_Problem to work on_
Will you return the rows below exactly as they appear, starting at the line containing "Can you see the stack" and continuing through the end of the rows, both ends included?

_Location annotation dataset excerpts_
+---+
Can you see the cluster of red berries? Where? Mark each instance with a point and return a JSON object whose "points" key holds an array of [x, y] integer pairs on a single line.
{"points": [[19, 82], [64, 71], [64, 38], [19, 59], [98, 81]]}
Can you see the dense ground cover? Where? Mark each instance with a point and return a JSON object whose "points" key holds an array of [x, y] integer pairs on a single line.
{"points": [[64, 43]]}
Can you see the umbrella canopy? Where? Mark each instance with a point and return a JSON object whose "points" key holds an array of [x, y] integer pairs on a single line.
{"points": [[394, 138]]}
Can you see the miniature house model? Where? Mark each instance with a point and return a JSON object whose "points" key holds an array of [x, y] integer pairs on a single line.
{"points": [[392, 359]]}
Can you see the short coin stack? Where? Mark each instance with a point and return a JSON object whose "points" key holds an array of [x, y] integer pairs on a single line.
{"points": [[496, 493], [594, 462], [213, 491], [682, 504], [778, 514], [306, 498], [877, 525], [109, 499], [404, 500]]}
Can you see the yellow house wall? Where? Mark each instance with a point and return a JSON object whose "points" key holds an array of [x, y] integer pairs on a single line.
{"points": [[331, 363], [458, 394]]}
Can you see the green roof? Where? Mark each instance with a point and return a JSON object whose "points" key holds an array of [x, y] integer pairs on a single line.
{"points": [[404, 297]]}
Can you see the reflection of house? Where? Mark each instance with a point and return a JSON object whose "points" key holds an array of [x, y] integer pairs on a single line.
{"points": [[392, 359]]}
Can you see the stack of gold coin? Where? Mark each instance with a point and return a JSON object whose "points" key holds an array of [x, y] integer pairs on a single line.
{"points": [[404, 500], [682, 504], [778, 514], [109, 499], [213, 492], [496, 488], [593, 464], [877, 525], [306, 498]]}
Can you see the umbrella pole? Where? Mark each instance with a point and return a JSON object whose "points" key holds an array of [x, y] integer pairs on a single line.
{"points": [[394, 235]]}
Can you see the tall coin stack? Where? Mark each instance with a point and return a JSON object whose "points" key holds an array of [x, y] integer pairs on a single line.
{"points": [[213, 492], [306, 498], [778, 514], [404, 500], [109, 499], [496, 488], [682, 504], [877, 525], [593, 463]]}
+---+
_Complete answer_
Can you see the stack of gold coin? Where? Mark each instance with a point and return a JSON object whose "points" key holds an array of [x, y] integer pairs on a single line.
{"points": [[404, 500], [682, 504], [778, 514], [109, 499], [213, 492], [496, 488], [593, 464], [877, 525], [306, 498]]}
Can you see the umbrella pole? Where? Mark each instance with a point and return a JSON object whose "points" key holds an array of [x, y] integer pairs on a single line.
{"points": [[394, 235]]}
Can you see the tall coin stack? Where? Mark each instance with a point and return a JSON object whose "points" key holds an array of [x, y] integer pairs on a single line.
{"points": [[213, 492], [306, 498], [778, 514], [404, 500], [109, 499], [496, 488], [682, 504], [877, 525], [593, 463]]}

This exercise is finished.